In my old view, I was either dieting or not dieting. On or off. Perfect or not perfect.

When I dieted to lose weight, 2 things always happened:

1. I would restrict too much, binge helplessly, feel like a loser and stop dieting.
2. I would reach a goal weight, stop dieting.

In both situations (although I did the diet cycle multiple times in my life), when I stopped dieting, I regained weight. I never thought one second beyond "losing weight" that was my only goal. I wanted to diet for a short time (boring diet frankenfood, nothing I liked to eat, hungry all the time, restrictive and punitive) and then stop and eat normally.

It took me 20 years to realize that my normal way of eating made me heavy. The day I realized I had to change "normal", was my breakthrough moment.

Data items:
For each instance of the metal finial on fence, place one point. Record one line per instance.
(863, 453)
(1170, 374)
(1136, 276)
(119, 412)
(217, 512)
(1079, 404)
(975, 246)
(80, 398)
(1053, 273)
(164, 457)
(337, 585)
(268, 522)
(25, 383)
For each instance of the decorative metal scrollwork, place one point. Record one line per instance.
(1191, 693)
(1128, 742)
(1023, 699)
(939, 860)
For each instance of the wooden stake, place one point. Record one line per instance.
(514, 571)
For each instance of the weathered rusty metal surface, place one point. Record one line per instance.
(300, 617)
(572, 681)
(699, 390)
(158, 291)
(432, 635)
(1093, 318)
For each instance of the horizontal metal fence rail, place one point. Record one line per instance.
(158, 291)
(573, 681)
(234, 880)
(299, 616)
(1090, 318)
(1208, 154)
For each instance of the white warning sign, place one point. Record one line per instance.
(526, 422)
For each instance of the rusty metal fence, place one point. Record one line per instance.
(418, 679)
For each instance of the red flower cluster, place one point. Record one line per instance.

**QUESTIONS:**
• 1. Quote the passage on dieting word for word, starting at "In both situations" and ending at "my breakthrough moment.".
• 2. According to the passage on dieting, why did the writer need to change what counted as "normal" eating?
The data items are independent of the passage on dieting and should be treated as separate material.

**ANSWERS BY ITEM:**
• 1.
In both situations (although I did the diet cycle multiple times in my life), when I stopped dieting, I regained weight. I never thought one second beyond "losing weight" that was my only goal. I wanted to diet for a short time (boring diet frankenfood, nothing I liked to eat, hungry all the time, restrictive and punitive) and then stop and eat normally.

It took me 20 years to realize that my normal way of eating made me heavy. The day I realized I had to change "normal", was my breakthrough moment.

• 2. The writer realized, after 20 years, that their normal way of eating was what made them heavy. Each diet was meant to end with a return to eating normally, and whenever the dieting stopped, the weight was regained.